[BEGIN Text block]
Non-Employee Director Stock Plan

 

As of September 30, 2017, there were 68,000 shares of common stock reserved in the aggregate for issuance pursuant to future awards under our Non-Employee Director Stock Plan and 16,000 shares of common stock reserved in the aggregate for issuance pursuant to outstanding stock option awards under our Non-Employee Director Stock Plan. Under the terms of the plan, each non-employee director will automatically be granted 2,000 shares of our common stock on the date of each annual meeting at which such director is elected to serve on the board. At our May 11, 2017 annual meeting, our shareholders, upon recommendation of the Board of Directors, approved amendments to the Non-Employee Director Stock Plan that eliminated annual stock option grants for non-employee directors and provide for share grants under the Non-Employee Director Stock Plan which will vest in four equal quarterly installments during the year after the grant date provided the non-employee director is still serving as a director on the applicable vesting date. 


Pursuant to the plan, on the date of our 2017 annual meeting, we issued a total of 8,000 shares of our common stock to our non-employee directors. The shares had an aggregate fair market value on the date of grant equal to $167,000 (grant date fair value of $20.90 per share). As of September 30, 2017, 2,000 of these shares were vested. The aggregate fair value of the vested shares, based on the closing share price of our common stock on the vesting date, was $31,000. The aggregate fair value of the outstanding unvested shares based on the closing share price of our common stock on September 30, 2017 was $98,000. 


Pursuant to the original plan, on the date of our 2016 annual meeting, we issued a total of 8,000 shares of our common stock and stock options to acquire 16,000 shares of our common stock to our non-employee directors. Both the shares and the options were fully vested on the date of grant. The shares had an aggregate fair market value on the date of grant equal to $136,000 (grant date fair value of $16.97 per share) and the options had an aggregate fair market value on the date of grant using the Black-Scholes model equal to $139,000 (grant date fair value of $8.71 per option to acquire one share of our common stock).


Stock Option Activity


The following is a summary of stock option activity in the nine months ended September 30, 2017:

 

 

 

 

 

 

 

 

Options Outstanding

 

Weighted Average Exercise
Price Per Share

Outstanding, December 31, 2016

547,625

 

 

$

9.39

 

Granted

 

 

 

Exercised

(42,000

)

 

9.24

 

Expired

 

 

 

Forfeited

 

 

 

Outstanding, September 30, 2017

505,625

 

 

$

9.41

 


 

 

 

Exercisable, September 30, 2017

229,063

 

 

$

7.67

 

 

The intrinsic value of an option is the amount by which the market price of the underlying stock exceeds the option's exercise price. For options outstanding at September 30, 2017, the weighted average remaining contractual term of all outstanding options was 4.2 years and their aggregate intrinsic value was $3.8 million. At September 30, 2017, the weighted average remaining contractual term of options that were exercisable was 3.7 years and their aggregate intrinsic value was $2.0 million. The aggregate intrinsic value of stock options exercised in the nine months ended September 30, 2017 was $679,000. We received proceeds from stock option exercises of $330,000 in the nine months ended September 30, 2017 and $425,000 in the nine months ended September 30, 2016. The total fair value of options that vested in the nine months ended September 30, 2017 was $130,000.
[END Text block]
[BEGIN Data shown]
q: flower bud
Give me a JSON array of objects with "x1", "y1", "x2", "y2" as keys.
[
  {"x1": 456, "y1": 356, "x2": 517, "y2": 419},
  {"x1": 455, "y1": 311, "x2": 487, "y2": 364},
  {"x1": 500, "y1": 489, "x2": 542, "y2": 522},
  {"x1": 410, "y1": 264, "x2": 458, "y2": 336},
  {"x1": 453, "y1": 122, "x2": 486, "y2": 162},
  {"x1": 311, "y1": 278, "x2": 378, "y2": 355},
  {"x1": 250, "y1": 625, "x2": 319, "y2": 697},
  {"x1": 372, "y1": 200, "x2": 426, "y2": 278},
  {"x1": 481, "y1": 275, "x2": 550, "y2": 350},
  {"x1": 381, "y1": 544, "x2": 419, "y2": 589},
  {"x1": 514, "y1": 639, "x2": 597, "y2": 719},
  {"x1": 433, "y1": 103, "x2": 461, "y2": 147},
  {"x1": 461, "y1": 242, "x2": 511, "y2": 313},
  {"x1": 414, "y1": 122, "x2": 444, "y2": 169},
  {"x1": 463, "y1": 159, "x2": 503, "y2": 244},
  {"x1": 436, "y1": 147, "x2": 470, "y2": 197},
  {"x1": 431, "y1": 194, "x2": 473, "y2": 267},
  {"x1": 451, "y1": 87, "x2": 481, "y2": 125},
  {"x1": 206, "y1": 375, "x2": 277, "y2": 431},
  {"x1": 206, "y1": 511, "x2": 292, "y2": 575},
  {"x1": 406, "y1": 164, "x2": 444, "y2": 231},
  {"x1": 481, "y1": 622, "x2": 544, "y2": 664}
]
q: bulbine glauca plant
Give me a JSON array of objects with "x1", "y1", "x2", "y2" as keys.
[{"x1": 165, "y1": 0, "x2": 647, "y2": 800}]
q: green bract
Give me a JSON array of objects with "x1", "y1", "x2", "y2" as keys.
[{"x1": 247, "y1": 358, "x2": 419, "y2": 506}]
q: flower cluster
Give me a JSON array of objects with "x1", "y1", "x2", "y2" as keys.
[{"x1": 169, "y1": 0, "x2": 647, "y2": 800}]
[END Data shown]
> _To do_
According to the director stock plan text, how many shares of common stock is each non-employee director automatically granted on the date of each annual meeting at which that director is elected to the board?

> _Right answer_
2,000 shares